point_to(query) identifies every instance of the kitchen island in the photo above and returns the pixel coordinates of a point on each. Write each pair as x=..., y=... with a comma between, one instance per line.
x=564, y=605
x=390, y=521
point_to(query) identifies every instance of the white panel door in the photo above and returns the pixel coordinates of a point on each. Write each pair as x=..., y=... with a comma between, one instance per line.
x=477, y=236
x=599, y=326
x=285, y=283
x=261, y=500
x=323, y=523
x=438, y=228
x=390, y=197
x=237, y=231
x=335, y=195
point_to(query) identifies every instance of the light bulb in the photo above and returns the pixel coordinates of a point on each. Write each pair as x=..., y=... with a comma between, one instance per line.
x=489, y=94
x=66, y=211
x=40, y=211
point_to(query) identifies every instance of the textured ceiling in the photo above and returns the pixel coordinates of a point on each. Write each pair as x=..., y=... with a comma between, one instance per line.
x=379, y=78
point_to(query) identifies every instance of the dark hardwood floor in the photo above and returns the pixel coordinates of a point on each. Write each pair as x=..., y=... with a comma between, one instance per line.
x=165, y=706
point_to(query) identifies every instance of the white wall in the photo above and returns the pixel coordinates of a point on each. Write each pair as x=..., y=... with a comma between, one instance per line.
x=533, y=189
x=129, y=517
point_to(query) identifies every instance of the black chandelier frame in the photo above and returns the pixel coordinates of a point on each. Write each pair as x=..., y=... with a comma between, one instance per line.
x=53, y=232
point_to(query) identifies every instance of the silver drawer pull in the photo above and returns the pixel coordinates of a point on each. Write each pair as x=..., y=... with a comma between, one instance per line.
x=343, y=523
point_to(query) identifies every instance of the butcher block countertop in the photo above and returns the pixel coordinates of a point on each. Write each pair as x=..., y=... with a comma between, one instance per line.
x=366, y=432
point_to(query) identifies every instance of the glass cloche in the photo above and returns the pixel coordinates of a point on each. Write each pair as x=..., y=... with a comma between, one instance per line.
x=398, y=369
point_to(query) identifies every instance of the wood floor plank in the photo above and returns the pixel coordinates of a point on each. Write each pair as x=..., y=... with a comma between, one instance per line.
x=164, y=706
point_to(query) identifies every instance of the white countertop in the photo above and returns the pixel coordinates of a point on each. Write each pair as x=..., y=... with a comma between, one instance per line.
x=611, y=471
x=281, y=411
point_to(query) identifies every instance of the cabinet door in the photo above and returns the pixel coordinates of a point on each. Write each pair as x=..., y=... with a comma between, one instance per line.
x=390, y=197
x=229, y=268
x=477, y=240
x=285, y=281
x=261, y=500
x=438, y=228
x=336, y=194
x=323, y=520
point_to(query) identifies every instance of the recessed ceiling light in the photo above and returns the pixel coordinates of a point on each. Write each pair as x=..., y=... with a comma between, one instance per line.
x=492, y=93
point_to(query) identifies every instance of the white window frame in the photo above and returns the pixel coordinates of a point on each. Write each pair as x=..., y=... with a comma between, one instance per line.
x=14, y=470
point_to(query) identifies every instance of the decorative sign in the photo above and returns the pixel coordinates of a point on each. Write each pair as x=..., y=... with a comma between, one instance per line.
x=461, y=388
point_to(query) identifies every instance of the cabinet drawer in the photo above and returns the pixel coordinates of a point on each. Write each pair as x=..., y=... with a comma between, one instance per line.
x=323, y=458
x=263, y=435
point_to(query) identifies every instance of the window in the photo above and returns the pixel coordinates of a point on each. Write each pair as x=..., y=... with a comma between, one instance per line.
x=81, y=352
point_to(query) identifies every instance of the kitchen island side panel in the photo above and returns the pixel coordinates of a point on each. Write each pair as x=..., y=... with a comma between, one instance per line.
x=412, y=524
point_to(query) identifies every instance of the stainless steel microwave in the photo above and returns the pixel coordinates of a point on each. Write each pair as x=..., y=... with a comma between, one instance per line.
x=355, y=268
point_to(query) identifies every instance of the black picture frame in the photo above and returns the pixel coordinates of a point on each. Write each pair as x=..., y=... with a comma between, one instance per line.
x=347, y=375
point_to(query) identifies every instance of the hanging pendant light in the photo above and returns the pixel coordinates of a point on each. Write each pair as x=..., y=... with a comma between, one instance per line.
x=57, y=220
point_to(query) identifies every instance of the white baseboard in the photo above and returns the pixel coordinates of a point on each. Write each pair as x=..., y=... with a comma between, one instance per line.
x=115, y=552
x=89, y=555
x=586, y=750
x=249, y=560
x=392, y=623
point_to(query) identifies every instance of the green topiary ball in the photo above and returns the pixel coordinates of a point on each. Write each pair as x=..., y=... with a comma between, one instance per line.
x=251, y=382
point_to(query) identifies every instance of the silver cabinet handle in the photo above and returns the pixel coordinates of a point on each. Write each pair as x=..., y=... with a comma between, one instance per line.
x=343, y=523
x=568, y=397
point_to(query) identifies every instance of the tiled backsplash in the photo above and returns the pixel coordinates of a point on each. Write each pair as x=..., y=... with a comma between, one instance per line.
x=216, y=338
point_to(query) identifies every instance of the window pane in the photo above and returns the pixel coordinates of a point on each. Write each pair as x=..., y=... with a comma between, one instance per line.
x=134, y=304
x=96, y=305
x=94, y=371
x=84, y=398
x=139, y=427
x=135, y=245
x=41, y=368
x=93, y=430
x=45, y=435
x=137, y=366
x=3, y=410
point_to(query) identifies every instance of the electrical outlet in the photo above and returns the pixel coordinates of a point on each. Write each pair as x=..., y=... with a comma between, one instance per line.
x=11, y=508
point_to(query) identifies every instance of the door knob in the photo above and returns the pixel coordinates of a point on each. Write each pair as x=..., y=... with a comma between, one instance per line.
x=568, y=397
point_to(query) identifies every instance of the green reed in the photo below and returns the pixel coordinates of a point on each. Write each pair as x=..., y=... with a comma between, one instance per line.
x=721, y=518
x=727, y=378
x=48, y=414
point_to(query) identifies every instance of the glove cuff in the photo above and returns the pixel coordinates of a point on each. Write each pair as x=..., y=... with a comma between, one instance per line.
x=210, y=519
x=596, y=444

.....

A verbatim copy of all the records is required. Write it out in full.

- FINISHED TASK -
point_to(query) identifies every instance of the kitchen island in the photo above and returns the pixel coordinates of a point on each. Write each pair as x=..., y=... with a comma between, one instance per line.
x=564, y=605
x=390, y=521
point_to(query) identifies every instance of the white panel door in the photo above and returns the pixel coordinates of a point on each. Write each pair as x=..., y=... with a comma between, one instance per line.
x=477, y=236
x=599, y=326
x=285, y=283
x=261, y=500
x=323, y=523
x=438, y=228
x=390, y=197
x=237, y=231
x=335, y=195
point_to(query) identifies every instance of the light bulb in the photo above and returns the pixel coordinates of a point on each. Write each pair as x=..., y=... with a comma between, one instance per line.
x=489, y=94
x=66, y=211
x=40, y=211
point_to(query) identifies every instance of the textured ceiling in the photo above and returns the pixel coordinates of a point on each. Write each pair as x=..., y=... with a comma between, one instance per line.
x=379, y=78
point_to(query) identifies every instance of the dark hardwood floor in the photo above and returns the pixel coordinates of a point on each. Write each pair as x=..., y=... with a comma between, one instance per line.
x=165, y=706
point_to(query) identifies every instance of the white wall in the photo above and returns the pixel coordinates of a point on each. Write each pair as x=..., y=... with a comma between, one instance per line.
x=533, y=189
x=129, y=517
point_to(query) identifies every instance of the black chandelier frame in the photo above and returns the pixel coordinates of a point on each. Write each pair as x=..., y=... with a comma between, one instance per line.
x=53, y=232
point_to(query) identifies every instance of the silver drawer pull in the photo above and returns the pixel coordinates of a point on each. Write each pair as x=..., y=... with a comma between, one instance per line.
x=343, y=523
point_to(query) identifies every instance of the butcher block countertop in the photo above and returns the pixel coordinates of a point on each. Write each pair as x=..., y=... with a comma between, one instance per line.
x=366, y=432
point_to(query) identifies every instance of the glass cloche in the photo above and returns the pixel coordinates of a point on each. Write each pair as x=..., y=... with a comma between, one instance per line.
x=398, y=369
point_to(query) identifies every instance of the wood floor plank in the photo above and returns the pixel coordinates of a point on each. Write each pair as x=..., y=... with a comma between, one instance per line.
x=164, y=706
point_to(query) identifies every instance of the white countertop in the photo above and returns the pixel coordinates of a point on each. Write each pair as x=..., y=... with a comma between, one instance per line.
x=611, y=471
x=281, y=411
point_to(query) identifies every instance of the cabinet door in the photo above and returns the pixel coordinates of a point on each. Write each pair as x=..., y=... with a comma between, one instance per line.
x=390, y=197
x=229, y=268
x=477, y=240
x=285, y=281
x=261, y=500
x=438, y=228
x=336, y=194
x=323, y=520
point_to(query) identifies every instance of the recessed ceiling light in the photo above and returns the pixel coordinates of a point on each. Write each pair as x=..., y=... with a comma between, one instance per line.
x=492, y=93
point_to(query) identifies every instance of the white window frame in the photo above and returns the pixel coordinates of a point on each. Write each pair as x=..., y=... with a comma between, one instance per line.
x=14, y=470
point_to(query) identifies every instance of the decorative sign in the photo above and returns the pixel coordinates of a point on each. Write each pair as x=..., y=... with a comma between, one instance per line.
x=461, y=388
point_to(query) identifies every instance of the cabinet drawer in the photo above and returns the pixel coordinates of a point on each. Write each pair as x=..., y=... with a comma between, one instance per line.
x=323, y=458
x=263, y=435
point_to(query) identifies every instance of the window in the photo above and returns the pixel coordinates of a point on each. Write each pair as x=..., y=... with a comma between, one instance per line.
x=81, y=352
point_to(query) identifies every instance of the kitchen island side panel in the photo above and returns the pixel coordinates of a point on each. Write each pair as x=..., y=... with a comma between, one instance per line.
x=412, y=524
point_to(query) identifies every instance of the stainless steel microwave in the photo above and returns the pixel coordinates of a point on each. Write each pair as x=..., y=... with a comma between, one instance per line.
x=355, y=268
point_to(query) identifies every instance of the black picture frame in the photo above and returns the pixel coordinates of a point on each. Write each pair as x=..., y=... with a comma between, one instance per line.
x=347, y=375
point_to(query) identifies every instance of the hanging pendant light in the photo above and returns the pixel coordinates of a point on each. Write each pair as x=..., y=... with a comma between, one instance per line.
x=57, y=220
point_to(query) identifies every instance of the white baseboard in the photo above and returns the pixel coordinates of a point on each. Write each pair as x=..., y=... with a comma between, one instance per line.
x=115, y=552
x=89, y=555
x=586, y=750
x=249, y=560
x=392, y=623
point_to(query) identifies every instance of the green topiary ball in the photo above and returns the pixel coordinates of a point on each. Write each pair as x=..., y=... with a comma between, one instance per line.
x=251, y=382
point_to(query) identifies every instance of the silver cabinet handle in the photo above and returns the pixel coordinates of a point on each. Write each pair as x=..., y=... with a comma between, one instance per line.
x=343, y=523
x=568, y=397
point_to(query) identifies every instance of the tiled backsplash in the photo above and returns the pixel coordinates of a point on each. Write each pair as x=..., y=... with a comma between, one instance per line.
x=216, y=338
point_to(query) identifies every instance of the window pane in the photo above and returns the pixel coordinates of a point on each. Write each pair as x=..., y=... with a comma between, one instance per line.
x=134, y=304
x=96, y=305
x=94, y=371
x=84, y=398
x=139, y=427
x=135, y=245
x=41, y=368
x=93, y=430
x=45, y=435
x=137, y=366
x=3, y=410
point_to(query) identifies every instance of the electrical outlet in the photo above and returns the pixel coordinates of a point on each. Write each pair as x=..., y=... with a comma between, one instance per line.
x=11, y=508
point_to(query) identifies every instance of the door knob in the photo above and returns the pixel coordinates of a point on each. Write each pair as x=..., y=... with a comma between, one instance per line.
x=568, y=397
point_to(query) identifies every instance of the green reed in the photo below and returns the pixel coordinates of a point on each. Write each pair as x=..., y=... with a comma between, one instance per line.
x=721, y=518
x=727, y=378
x=48, y=414
point_to(query) identifies every instance of the glove cuff in the photo above and returns the pixel coordinates of a point on each. Write each pair as x=..., y=... with a comma between, one instance per line.
x=210, y=519
x=596, y=444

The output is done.